**SUPPLIED INFORMATION**
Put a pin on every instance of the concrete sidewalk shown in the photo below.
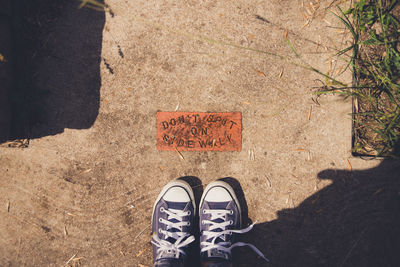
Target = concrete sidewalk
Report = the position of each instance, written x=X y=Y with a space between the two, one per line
x=85 y=195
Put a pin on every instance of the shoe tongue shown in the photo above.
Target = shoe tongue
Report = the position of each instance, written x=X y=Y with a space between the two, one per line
x=218 y=205
x=176 y=205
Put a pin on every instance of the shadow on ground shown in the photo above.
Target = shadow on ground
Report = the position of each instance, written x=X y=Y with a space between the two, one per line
x=57 y=54
x=352 y=222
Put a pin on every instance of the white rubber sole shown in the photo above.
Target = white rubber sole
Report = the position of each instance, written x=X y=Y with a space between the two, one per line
x=230 y=190
x=180 y=183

**WHAT IS BEING ASKED**
When a line in the material includes the word "white", copy it out.

**WRITTEN SOLUTION**
Put a pin on every instance of the white rubber sole shown in the photo above.
Target = white rubber sole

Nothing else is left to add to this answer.